**Short problem**: Write out the lines below word for word, from the very first one up to and including the line that contains "117 172 L 162".

**Data rows**:

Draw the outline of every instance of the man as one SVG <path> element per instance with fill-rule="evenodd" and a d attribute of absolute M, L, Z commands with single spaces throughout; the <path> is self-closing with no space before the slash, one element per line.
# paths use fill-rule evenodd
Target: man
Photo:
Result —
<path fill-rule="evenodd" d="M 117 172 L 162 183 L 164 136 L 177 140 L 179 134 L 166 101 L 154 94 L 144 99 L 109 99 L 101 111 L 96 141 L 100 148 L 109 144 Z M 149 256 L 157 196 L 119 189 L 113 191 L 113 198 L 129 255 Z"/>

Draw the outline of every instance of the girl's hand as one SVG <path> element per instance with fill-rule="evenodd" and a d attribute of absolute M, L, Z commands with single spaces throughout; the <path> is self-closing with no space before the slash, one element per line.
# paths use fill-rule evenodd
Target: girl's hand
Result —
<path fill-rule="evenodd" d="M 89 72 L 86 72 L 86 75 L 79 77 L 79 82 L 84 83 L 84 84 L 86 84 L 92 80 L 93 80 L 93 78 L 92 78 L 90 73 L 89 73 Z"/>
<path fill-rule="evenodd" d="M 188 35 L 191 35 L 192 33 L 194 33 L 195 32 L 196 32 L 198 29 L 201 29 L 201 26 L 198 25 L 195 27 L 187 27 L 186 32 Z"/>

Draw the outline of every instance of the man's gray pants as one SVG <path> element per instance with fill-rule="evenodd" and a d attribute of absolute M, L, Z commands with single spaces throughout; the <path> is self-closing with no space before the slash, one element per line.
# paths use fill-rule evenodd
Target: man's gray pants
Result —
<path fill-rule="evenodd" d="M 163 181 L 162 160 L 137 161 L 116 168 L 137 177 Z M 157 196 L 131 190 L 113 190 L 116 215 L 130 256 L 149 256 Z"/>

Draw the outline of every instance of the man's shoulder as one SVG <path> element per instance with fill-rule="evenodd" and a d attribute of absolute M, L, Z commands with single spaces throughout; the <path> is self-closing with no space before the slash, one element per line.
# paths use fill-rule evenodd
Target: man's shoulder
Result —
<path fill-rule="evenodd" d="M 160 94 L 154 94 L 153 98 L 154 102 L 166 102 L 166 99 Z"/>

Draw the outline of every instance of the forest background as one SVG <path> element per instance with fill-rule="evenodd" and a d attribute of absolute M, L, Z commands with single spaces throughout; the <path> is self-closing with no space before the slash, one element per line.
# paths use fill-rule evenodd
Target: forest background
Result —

**The answer**:
Draw the outline of every instance of the man as one SVG <path> element per instance with fill-rule="evenodd" and a d attribute of absolute M, L, Z commands with single spaces throughout; the <path> is self-closing with no space before the slash, one element per line.
# paths use fill-rule evenodd
Target: man
Photo:
Result —
<path fill-rule="evenodd" d="M 117 172 L 162 183 L 164 136 L 177 140 L 179 134 L 166 101 L 154 94 L 144 99 L 109 99 L 101 111 L 96 141 L 100 148 L 109 144 Z M 149 256 L 157 196 L 119 189 L 113 191 L 113 198 L 129 255 Z"/>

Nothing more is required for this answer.